■ Aim ■
Please return every line of the material below that contains the word "center", and treat uppercase and lowercase as different.

■ Information shown ■
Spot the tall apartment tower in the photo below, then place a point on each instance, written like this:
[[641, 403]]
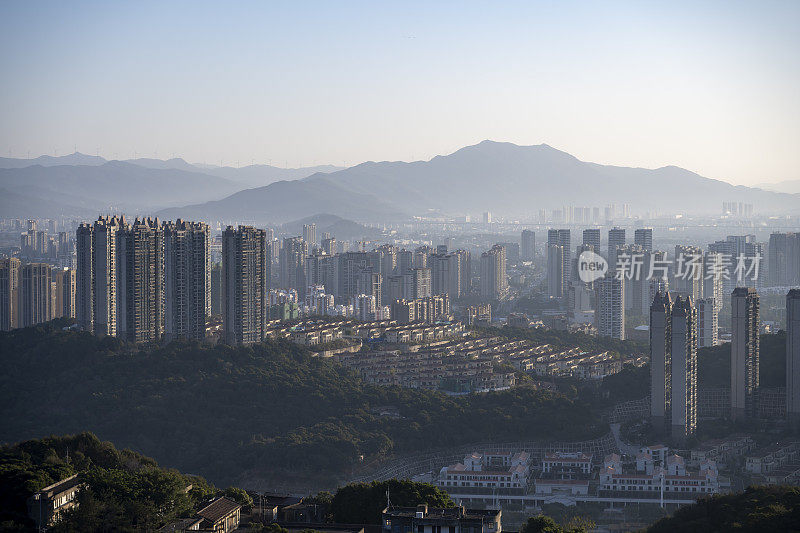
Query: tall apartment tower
[[713, 274], [445, 275], [610, 312], [64, 297], [419, 283], [591, 236], [616, 238], [96, 283], [187, 280], [687, 279], [559, 237], [745, 350], [310, 235], [644, 237], [673, 366], [9, 293], [527, 247], [793, 357], [494, 284], [661, 361], [35, 292], [244, 283], [644, 289], [555, 271], [465, 269], [707, 322], [783, 262], [292, 264], [140, 279]]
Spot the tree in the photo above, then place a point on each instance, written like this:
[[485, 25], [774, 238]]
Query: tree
[[240, 496], [541, 524], [362, 503], [545, 524]]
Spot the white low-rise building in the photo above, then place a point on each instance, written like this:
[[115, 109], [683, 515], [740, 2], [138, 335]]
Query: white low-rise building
[[503, 471], [572, 461]]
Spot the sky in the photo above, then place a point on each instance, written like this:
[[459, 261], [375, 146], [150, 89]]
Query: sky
[[709, 86]]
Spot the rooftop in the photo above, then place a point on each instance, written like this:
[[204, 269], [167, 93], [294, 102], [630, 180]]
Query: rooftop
[[218, 509]]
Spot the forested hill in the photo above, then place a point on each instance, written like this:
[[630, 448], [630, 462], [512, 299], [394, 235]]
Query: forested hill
[[127, 491], [754, 510], [264, 411]]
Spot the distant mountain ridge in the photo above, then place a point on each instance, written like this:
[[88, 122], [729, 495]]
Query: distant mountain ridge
[[341, 228], [81, 185], [787, 186], [287, 200], [490, 176], [515, 180], [76, 158]]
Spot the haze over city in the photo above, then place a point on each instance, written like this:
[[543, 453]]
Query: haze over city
[[709, 87], [372, 267]]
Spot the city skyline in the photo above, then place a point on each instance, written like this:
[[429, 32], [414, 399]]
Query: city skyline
[[277, 83]]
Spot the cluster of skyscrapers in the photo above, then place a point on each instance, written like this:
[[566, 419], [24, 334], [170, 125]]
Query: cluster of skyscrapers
[[674, 332], [32, 293], [144, 280]]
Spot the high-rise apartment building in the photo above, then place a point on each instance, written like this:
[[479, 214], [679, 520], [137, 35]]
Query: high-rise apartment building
[[244, 284], [527, 247], [652, 277], [555, 271], [35, 294], [745, 351], [96, 283], [558, 275], [329, 245], [465, 271], [35, 291], [687, 276], [370, 283], [783, 263], [187, 279], [591, 236], [793, 357], [445, 274], [673, 366], [713, 275], [644, 237], [494, 284], [610, 306], [63, 293], [707, 322], [140, 281], [292, 264], [310, 235], [418, 283], [9, 293], [616, 238], [349, 267]]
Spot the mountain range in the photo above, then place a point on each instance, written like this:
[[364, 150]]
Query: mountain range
[[339, 227], [83, 185], [787, 186], [490, 176]]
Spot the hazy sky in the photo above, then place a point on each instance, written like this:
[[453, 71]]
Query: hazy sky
[[713, 87]]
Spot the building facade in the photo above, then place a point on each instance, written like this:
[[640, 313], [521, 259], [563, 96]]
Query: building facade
[[745, 351], [244, 284]]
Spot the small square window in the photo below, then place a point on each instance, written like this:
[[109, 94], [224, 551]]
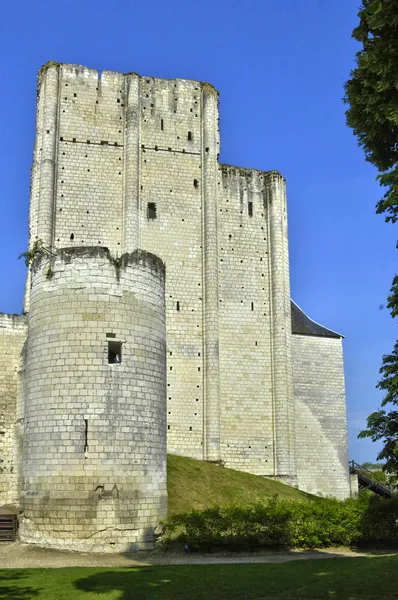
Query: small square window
[[114, 352], [151, 210]]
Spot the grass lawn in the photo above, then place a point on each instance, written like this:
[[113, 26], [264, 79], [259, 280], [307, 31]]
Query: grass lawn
[[196, 484], [340, 579]]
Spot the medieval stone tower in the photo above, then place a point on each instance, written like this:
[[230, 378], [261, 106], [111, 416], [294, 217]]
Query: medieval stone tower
[[126, 179]]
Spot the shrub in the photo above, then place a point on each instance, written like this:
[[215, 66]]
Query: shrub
[[283, 524]]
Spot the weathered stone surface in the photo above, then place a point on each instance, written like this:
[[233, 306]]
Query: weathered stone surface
[[127, 162]]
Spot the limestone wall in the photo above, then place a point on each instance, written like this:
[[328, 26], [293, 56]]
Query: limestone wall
[[254, 308], [320, 416], [94, 462], [126, 161], [13, 331]]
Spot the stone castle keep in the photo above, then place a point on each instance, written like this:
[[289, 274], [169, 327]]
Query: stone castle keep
[[157, 306]]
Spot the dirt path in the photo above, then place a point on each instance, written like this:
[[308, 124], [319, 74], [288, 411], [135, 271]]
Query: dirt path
[[16, 555]]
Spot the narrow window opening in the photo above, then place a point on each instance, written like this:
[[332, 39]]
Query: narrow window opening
[[114, 352], [151, 210], [85, 435]]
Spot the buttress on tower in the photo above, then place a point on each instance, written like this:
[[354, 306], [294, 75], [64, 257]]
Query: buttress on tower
[[125, 180]]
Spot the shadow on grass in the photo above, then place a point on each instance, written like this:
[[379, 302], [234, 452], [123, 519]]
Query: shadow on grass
[[12, 587], [343, 579]]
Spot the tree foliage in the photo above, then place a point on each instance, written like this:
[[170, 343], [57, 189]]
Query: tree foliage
[[383, 425], [371, 94]]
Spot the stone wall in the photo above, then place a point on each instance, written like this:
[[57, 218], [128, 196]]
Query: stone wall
[[13, 331], [94, 457], [254, 309], [320, 416], [130, 162]]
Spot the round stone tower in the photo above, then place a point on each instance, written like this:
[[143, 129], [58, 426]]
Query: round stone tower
[[94, 456]]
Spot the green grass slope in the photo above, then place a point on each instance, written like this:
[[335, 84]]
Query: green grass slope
[[197, 484]]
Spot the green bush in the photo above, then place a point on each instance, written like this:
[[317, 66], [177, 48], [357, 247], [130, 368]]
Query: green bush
[[380, 520], [283, 524]]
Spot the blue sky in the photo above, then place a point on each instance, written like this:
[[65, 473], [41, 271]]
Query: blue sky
[[280, 69]]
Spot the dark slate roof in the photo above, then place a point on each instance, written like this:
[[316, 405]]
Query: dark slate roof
[[305, 326]]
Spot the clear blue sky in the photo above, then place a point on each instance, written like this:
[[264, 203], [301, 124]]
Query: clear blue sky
[[280, 69]]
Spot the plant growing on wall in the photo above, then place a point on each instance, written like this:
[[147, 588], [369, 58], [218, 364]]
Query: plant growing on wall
[[31, 254]]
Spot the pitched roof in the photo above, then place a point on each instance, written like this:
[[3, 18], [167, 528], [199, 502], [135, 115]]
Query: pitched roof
[[303, 325]]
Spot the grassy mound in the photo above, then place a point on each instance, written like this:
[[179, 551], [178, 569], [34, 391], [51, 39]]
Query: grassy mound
[[196, 484]]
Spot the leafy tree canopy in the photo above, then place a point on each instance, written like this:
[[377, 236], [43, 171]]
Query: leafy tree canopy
[[383, 425], [372, 95]]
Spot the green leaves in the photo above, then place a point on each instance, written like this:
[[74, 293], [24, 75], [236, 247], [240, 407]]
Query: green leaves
[[371, 94]]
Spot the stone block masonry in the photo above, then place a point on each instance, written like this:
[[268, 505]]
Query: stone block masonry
[[13, 332], [94, 456], [126, 162]]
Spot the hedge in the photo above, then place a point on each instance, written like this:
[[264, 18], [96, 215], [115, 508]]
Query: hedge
[[320, 523]]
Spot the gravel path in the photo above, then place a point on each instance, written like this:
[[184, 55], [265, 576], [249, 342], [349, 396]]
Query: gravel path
[[16, 555]]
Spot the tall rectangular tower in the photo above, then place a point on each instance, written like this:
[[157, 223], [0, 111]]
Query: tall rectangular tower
[[127, 162]]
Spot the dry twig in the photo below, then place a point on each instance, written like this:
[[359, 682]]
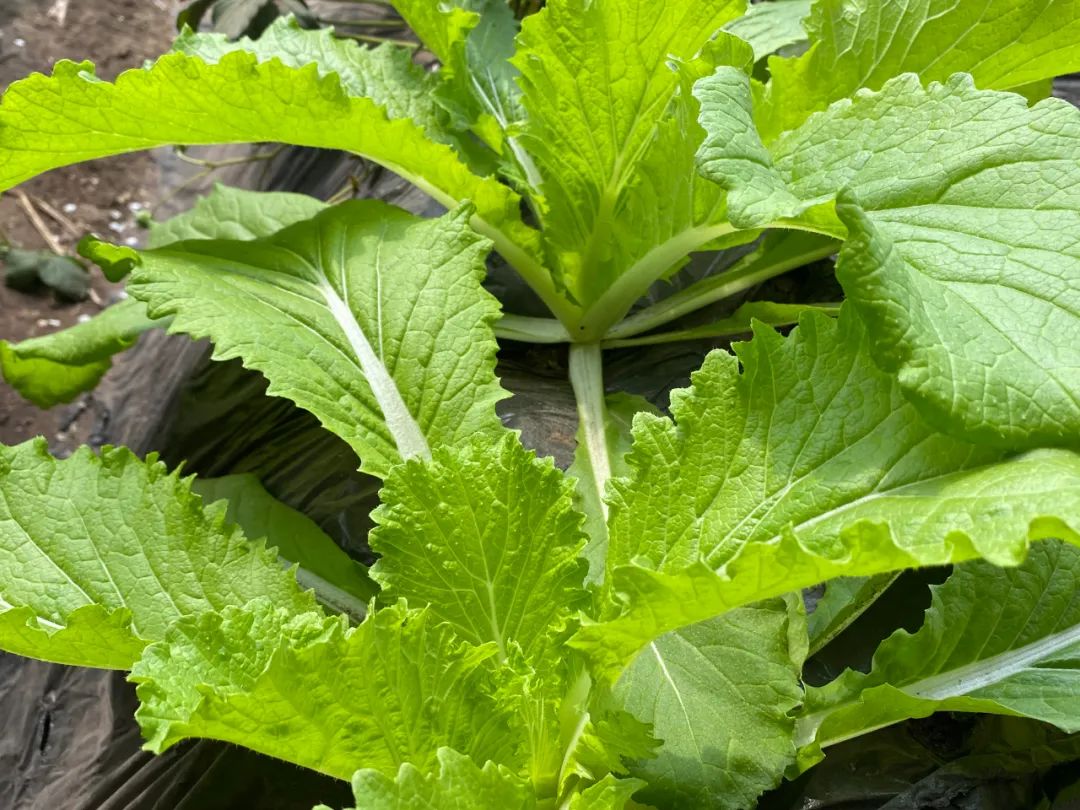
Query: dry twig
[[39, 225]]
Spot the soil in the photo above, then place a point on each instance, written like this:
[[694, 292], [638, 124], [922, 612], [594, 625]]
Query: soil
[[103, 197]]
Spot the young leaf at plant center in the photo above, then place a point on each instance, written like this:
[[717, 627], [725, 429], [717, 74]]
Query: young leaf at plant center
[[460, 784], [313, 691], [610, 151], [998, 640], [1006, 44], [474, 40], [369, 318], [98, 555], [486, 535], [295, 536], [770, 26], [806, 466], [719, 694], [739, 322], [959, 260], [46, 122], [55, 368], [598, 738], [619, 412]]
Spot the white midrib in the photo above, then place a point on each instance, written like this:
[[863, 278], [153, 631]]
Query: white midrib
[[406, 433], [990, 671], [956, 683]]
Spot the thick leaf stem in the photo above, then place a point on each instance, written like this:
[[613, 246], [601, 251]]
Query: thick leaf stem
[[586, 377], [531, 329], [329, 595], [743, 275], [714, 331]]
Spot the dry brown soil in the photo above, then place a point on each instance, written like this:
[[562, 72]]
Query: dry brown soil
[[106, 194]]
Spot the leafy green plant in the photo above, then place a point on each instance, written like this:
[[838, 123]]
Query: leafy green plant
[[634, 628]]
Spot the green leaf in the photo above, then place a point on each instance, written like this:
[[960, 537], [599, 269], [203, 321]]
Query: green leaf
[[598, 738], [474, 40], [845, 599], [387, 75], [863, 43], [311, 690], [806, 466], [296, 537], [620, 409], [739, 322], [369, 318], [770, 26], [99, 555], [443, 27], [609, 149], [997, 640], [718, 694], [55, 368], [28, 270], [46, 122], [460, 784], [961, 260], [608, 794], [487, 536], [235, 213]]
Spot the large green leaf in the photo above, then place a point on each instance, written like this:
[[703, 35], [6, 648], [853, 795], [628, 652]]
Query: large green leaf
[[598, 89], [54, 368], [387, 75], [619, 413], [369, 318], [806, 466], [999, 640], [719, 694], [772, 25], [608, 794], [863, 43], [46, 122], [460, 784], [99, 555], [488, 537], [315, 692], [959, 205], [235, 213], [295, 537], [474, 40]]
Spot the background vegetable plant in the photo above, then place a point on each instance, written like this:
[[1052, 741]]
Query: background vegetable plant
[[536, 638]]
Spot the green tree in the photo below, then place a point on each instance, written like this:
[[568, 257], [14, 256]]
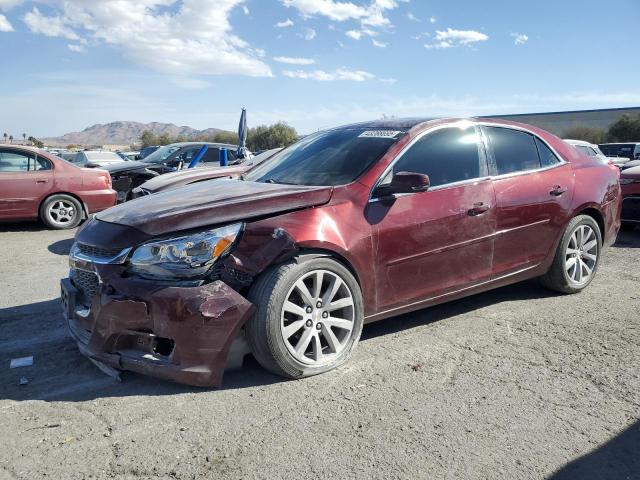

■ Output for this task ■
Spot the young leaf at plant center in the photo above, then place a point on each instance, written like this:
Query: young leaf at plant center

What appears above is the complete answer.